* **REQUIREMENT**
Return, word for word, the line that contains "on the stepped" and every line after it through the end of the records.

(Data excerpts)
# # # # # # #

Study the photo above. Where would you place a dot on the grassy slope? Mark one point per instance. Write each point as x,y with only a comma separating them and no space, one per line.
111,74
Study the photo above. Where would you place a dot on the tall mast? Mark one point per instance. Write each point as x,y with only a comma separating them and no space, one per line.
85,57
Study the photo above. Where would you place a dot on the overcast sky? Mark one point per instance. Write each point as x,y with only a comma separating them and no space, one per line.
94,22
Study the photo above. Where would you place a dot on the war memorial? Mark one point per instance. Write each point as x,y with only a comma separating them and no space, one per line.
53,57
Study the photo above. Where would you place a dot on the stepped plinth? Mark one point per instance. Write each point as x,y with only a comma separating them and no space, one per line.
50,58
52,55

# # # # # # #

* **TASK ANSWER**
Study the photo above. Where would you place a dot on the stepped plinth? Mark one point per instance. Write each point as x,y with only a comma separating them and no space, one per line.
50,58
52,55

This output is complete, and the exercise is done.